▶ [Required work]
List every line of the records below that contains the string "coords", treating case as significant.

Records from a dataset
------------------------------------------------

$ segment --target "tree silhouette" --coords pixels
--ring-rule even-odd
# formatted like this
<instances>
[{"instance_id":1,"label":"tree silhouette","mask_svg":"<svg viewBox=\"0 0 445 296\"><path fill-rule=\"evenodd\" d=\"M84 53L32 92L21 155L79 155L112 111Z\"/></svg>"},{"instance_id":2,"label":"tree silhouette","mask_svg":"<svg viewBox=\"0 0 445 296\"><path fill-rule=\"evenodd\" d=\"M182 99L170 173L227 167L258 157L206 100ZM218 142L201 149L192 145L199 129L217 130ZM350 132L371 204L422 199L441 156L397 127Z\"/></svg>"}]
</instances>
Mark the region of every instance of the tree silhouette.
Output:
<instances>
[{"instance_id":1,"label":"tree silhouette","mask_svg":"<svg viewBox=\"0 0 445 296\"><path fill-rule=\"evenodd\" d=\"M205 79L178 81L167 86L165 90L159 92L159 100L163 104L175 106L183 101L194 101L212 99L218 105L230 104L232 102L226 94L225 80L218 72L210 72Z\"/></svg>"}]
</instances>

------------------------------------------------

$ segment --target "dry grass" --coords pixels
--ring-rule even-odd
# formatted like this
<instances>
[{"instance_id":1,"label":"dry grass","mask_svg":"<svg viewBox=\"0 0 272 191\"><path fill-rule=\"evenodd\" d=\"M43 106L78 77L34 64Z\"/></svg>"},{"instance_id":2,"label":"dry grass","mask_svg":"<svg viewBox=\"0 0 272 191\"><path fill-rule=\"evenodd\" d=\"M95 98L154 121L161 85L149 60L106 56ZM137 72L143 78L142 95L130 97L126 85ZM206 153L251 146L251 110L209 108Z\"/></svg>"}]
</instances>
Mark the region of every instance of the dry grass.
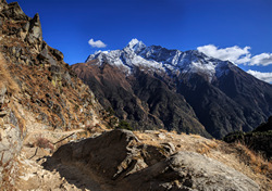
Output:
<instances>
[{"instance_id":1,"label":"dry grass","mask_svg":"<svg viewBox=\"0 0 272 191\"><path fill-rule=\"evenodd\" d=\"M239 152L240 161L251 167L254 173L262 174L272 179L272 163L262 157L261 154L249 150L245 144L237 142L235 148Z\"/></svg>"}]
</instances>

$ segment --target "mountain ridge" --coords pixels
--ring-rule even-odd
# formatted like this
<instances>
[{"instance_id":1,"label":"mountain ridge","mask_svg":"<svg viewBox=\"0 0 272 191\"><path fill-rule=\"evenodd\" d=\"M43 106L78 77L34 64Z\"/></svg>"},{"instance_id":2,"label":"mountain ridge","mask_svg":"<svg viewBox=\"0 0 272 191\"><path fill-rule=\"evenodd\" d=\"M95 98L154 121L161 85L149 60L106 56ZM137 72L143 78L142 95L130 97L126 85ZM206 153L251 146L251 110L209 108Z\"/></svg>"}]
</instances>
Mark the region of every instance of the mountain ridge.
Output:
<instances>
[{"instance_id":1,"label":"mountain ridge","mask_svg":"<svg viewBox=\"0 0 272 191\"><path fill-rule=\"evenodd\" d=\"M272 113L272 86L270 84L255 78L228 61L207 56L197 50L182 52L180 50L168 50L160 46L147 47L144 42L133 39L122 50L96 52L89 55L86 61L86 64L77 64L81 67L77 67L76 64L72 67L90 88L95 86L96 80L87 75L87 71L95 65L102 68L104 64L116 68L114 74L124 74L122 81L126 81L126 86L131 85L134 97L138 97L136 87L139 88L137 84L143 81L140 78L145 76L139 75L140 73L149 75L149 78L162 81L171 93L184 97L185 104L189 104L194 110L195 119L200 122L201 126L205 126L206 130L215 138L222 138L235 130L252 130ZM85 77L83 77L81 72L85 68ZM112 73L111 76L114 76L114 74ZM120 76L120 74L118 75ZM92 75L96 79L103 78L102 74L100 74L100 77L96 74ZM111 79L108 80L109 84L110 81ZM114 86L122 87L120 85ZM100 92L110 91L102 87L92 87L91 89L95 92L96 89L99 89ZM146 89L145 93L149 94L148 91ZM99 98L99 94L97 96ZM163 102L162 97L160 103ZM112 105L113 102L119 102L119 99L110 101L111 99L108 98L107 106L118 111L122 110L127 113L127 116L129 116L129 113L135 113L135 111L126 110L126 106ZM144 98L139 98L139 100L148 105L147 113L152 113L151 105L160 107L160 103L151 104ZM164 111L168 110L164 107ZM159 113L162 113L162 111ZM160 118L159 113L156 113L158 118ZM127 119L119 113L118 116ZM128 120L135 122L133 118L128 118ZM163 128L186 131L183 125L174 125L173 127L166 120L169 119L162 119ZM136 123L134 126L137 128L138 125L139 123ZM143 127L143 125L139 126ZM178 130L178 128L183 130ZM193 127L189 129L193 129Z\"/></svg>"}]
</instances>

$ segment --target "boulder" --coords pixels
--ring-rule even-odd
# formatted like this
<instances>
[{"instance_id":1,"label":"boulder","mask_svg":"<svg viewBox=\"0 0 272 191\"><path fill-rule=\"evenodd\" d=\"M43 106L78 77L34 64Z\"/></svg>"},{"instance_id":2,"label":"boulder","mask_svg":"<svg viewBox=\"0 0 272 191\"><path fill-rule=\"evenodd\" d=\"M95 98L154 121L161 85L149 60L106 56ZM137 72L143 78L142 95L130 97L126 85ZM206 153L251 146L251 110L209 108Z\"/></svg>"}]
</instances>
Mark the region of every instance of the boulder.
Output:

------------------------------------------------

▶ [Solution to the problem]
$ segment --target "tree silhouette" --coords pixels
$ segment --target "dry grass" --coords pixels
$ segment --target "mountain ridge" --coords pixels
$ segment --target "boulder" --coords pixels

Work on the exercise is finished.